START Data listing
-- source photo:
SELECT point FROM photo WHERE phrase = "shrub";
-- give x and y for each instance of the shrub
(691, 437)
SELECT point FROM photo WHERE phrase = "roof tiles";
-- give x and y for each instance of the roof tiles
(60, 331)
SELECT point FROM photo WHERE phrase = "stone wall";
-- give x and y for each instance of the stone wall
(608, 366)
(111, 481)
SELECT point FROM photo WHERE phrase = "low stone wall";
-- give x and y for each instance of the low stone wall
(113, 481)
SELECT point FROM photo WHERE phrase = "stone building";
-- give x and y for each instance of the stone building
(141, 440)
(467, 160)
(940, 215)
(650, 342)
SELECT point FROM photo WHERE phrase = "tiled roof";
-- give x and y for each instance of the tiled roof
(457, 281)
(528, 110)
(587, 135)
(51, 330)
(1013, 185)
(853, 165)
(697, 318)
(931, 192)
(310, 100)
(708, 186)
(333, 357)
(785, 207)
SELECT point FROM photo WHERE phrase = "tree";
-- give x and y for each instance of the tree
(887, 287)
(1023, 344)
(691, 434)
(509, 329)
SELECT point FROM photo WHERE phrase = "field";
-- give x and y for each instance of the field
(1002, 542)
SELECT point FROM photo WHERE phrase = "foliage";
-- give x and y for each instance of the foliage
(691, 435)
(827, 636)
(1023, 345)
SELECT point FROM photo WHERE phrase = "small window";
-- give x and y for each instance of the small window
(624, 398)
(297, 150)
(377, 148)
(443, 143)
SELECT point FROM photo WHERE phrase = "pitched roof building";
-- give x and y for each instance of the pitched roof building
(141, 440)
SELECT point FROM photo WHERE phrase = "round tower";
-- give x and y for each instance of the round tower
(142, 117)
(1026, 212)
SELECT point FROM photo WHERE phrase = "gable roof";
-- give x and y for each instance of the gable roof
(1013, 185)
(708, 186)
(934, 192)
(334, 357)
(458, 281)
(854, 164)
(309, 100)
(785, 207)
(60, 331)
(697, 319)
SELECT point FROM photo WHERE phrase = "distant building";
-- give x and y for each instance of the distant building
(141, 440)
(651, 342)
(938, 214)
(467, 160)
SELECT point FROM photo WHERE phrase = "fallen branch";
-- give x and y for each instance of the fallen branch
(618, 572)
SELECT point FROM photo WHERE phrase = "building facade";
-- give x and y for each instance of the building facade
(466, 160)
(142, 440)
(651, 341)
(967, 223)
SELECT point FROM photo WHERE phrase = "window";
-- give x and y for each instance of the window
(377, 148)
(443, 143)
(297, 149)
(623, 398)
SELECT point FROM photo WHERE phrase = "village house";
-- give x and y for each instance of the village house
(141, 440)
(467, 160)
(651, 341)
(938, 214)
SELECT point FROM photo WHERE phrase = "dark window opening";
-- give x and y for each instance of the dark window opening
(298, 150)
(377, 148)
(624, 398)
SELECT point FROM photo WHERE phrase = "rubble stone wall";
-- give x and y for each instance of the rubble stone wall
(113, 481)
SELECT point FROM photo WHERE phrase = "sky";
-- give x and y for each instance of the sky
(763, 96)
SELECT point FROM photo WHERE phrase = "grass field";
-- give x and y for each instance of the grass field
END Data listing
■ Task instructions ■
The answer must consist of every line from the records above that holds "grass".

■ Answer box ■
SELECT point FROM photo WHERE phrase = "grass field";
-- give x and y for each instance of the grass field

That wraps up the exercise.